▸ **OBJECTIVE**
Rescale the stretch from the start of the records through the line that contains "x=216, y=191" by writing out all of those lines again, requests included, with every coordinate in the answers multiplied by 2.45 and rounded to a whole number, halves rounding up. Give only those lines, and leave the pictures out.

——————

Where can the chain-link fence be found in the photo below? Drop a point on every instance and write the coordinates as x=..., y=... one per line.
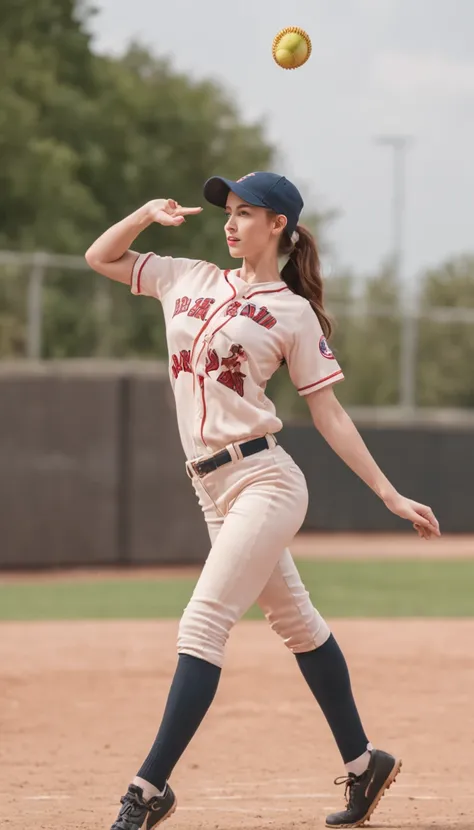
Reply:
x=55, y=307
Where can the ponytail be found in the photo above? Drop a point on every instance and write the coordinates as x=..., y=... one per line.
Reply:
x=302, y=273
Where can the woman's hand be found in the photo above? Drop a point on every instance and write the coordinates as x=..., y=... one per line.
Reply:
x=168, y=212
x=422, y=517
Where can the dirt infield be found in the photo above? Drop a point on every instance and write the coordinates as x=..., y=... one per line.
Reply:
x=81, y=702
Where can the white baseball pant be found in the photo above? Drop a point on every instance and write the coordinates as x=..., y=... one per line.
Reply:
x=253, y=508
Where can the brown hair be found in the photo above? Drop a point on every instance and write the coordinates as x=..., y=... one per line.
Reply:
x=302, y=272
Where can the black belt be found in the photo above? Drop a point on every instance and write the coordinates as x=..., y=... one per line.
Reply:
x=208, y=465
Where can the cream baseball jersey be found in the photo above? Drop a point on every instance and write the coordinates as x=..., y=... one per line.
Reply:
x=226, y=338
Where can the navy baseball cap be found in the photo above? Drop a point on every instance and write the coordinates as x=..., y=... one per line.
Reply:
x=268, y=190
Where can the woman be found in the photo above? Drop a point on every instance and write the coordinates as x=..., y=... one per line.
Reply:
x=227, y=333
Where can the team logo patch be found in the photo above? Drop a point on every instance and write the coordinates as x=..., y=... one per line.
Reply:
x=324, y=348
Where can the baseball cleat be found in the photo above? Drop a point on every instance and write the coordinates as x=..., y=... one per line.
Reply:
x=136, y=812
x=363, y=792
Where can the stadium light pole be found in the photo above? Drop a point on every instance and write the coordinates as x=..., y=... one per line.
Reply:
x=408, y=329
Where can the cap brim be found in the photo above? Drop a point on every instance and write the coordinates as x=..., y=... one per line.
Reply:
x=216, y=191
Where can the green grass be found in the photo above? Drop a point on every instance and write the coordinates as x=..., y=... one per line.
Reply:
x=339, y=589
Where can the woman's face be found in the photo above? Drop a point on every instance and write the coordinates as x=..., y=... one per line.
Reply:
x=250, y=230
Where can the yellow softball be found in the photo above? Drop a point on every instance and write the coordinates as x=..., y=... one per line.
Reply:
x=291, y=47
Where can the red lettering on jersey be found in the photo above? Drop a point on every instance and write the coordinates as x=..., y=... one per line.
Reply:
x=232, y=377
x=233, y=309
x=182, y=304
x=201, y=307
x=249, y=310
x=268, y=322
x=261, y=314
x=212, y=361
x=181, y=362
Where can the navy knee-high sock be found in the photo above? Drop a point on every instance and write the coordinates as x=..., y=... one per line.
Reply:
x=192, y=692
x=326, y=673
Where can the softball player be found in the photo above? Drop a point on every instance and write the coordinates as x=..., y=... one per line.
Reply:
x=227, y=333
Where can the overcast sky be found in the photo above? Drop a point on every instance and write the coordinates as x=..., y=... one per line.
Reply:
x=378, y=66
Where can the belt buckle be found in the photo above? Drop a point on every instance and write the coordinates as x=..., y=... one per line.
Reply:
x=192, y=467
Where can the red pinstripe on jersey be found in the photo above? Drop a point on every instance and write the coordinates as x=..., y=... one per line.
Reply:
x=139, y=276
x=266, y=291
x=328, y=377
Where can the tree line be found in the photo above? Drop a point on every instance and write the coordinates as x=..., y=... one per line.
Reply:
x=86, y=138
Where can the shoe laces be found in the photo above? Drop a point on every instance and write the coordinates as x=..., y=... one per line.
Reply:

——————

▸ **FINAL RESULT**
Where can the chain-link fence be found in the photo below? Drop a point on every instance and write the coordinates as x=..., y=... one per line.
Reply:
x=135, y=752
Where can the ponytail be found in the photo above? Drop a point on every instance and write the coordinates as x=..., y=... one per line.
Reply:
x=740, y=669
Where can the woman's hand be found in the photo above? Drop a point on every instance and write the coordinates as x=..., y=... one per line.
Reply:
x=412, y=519
x=1034, y=1267
Where can the dirt infield be found in the photo above? Drop a point on every instance and write the coordinates as x=..., y=... one per line.
Reply:
x=198, y=1720
Where can the white baseball pant be found in the photo above? Drop a point on every instance and write the coordinates as x=..., y=... one per line.
Reply:
x=620, y=1245
Where can the brown hair be found in the photo above? Drop a point on every instance and write the coordinates as x=..., y=... one per line.
Reply:
x=740, y=666
Where can the black belt be found in the photo above? Drop a point on every instance and write the coordinates as x=..., y=... one per line.
Reply:
x=510, y=1139
Where can the cream baseball jersey be found in the photo above? Drop a point on every instance and write the coordinates as x=..., y=... one per line.
Reply:
x=554, y=828
Where can the navy baseball cap be found in the photo above? Drop a point on every instance and write the coordinates as x=..., y=... one per line.
Reply:
x=657, y=466
Where can the woman be found in the photo above? Drop a point on every instance and write the coordinates as x=..., y=... one per line.
Reply:
x=556, y=816
Where can the team logo patch be found in the photo above? Drop a point on every instance and write the coordinates as x=..., y=... one per line.
Reply:
x=794, y=853
Where can the baseball cleat be found in the photo above? Drop a point on every instance and write the coordinates as x=..., y=... one per line.
Reply:
x=333, y=1989
x=889, y=1940
Where can the stadium light pole be found in the photo above? Drop a point on every instance and write the coordinates as x=..., y=... one per line.
Reply:
x=1000, y=806
Where can the cap brim be found in the photo above? Drop a point on every instance and write the coordinates as x=..., y=... one per line.
Reply:
x=529, y=468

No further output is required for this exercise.